United Kingdom-based startup Viritech is developing a hydrogen fuel-cell hypercar, but it doesn't plan to become a full-time automaker. Rather, the Viritech Apricale will serve as a flashy demonstrator for the startup's hydrogen tech.
The Apricale was announced in January, and in April Viritech said development work would take place at the MIRA Technology Park, built around the UK auto industry's main proving ground. Viritech hasn't discussed specifications, but said the car will be built in limited volumes, and will serve as a "start point" for a business model that will eventually encompass fuel-cell tech for heavy-duty trucks, marine, aerospace, and power-generation applications.
As we've pointed out many times, battery-electric vehicles have a strong advantage over hydrogen fuel cell vehicles because they're inherently twice as efficient. But Viritech claims the Apricale will have "half the mass of a battery car," which should help performance.
In a video released in March, executives said Viritech plans to focus on developing intellectual property that can be licensed to existing manufacturers. For example, aside from the Apricale, Viritech's other major current project is hydrogen pressure vessels.
Viritech's founders—entrepreneur Timothy Lyons, who serves as CEO, and engineer Matt Faulks, the CTO—said in the video that they expect fuel cells to coexist alongside batteries to meet massive demand for clean energy in the coming years. They also expect fuel cells to achieve some of the rapid cost reductions recently seen with batteries.

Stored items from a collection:
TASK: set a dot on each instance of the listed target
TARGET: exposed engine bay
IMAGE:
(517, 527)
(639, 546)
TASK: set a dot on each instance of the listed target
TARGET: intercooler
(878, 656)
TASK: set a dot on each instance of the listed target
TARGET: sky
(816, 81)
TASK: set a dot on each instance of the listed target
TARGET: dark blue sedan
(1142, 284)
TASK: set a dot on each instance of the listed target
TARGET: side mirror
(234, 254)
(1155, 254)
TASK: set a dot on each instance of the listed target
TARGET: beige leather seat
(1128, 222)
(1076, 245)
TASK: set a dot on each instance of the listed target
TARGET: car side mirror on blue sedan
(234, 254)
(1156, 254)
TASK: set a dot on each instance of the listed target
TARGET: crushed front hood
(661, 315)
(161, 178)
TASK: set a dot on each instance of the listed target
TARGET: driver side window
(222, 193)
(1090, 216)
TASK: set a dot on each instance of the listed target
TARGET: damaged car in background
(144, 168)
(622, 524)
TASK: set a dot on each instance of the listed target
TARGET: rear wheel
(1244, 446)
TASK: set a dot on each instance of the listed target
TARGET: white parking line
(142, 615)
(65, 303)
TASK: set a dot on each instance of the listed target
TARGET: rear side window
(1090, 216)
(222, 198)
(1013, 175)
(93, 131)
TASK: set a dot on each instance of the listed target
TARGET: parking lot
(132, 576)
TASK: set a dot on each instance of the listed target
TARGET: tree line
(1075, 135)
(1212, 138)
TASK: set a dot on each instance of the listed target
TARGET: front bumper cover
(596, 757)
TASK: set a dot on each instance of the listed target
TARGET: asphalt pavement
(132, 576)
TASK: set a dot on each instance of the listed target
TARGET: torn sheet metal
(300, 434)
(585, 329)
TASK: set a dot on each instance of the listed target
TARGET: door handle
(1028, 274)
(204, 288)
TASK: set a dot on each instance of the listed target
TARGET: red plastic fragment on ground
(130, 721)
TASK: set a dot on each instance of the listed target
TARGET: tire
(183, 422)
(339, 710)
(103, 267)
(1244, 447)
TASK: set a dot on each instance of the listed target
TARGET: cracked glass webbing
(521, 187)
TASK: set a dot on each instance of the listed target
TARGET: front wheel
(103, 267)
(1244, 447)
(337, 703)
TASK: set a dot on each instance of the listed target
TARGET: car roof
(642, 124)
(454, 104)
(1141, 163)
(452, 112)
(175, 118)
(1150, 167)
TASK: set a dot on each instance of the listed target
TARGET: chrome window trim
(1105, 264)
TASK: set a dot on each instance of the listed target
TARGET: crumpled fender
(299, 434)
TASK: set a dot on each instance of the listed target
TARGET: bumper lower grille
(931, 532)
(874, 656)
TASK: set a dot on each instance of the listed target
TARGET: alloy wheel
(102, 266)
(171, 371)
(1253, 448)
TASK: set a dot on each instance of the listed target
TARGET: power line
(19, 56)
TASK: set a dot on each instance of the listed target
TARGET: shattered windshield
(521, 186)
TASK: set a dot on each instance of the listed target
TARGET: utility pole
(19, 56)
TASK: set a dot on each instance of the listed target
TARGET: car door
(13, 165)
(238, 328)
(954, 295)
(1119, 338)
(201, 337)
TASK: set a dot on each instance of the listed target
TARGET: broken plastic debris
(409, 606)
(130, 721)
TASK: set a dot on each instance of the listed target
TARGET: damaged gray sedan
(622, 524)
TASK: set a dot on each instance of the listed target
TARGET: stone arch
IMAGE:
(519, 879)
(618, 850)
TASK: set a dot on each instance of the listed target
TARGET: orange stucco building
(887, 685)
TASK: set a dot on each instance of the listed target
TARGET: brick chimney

◆ **QUESTIONS TO ANSWER**
(a) According to the Viritech article, where will development work on the Apricale take place?
(b) Retype a passage from the Viritech article, beginning at the words "United Kingdom-based startup" and stopping after "and power-generation applications.".

◆ **LIST OF SOLUTIONS**
(a) At the MIRA Technology Park.

(b)
United Kingdom-based startup Viritech is developing a hydrogen fuel-cell hypercar, but it doesn't plan to become a full-time automaker. Rather, the Viritech Apricale will serve as a flashy demonstrator for the startup's hydrogen tech.
The Apricale was announced in January, and in April Viritech said development work would take place at the MIRA Technology Park, built around the UK auto industry's main proving ground. Viritech hasn't discussed specifications, but said the car will be built in limited volumes, and will serve as a "start point" for a business model that will eventually encompass fuel-cell tech for heavy-duty trucks, marine, aerospace, and power-generation applications.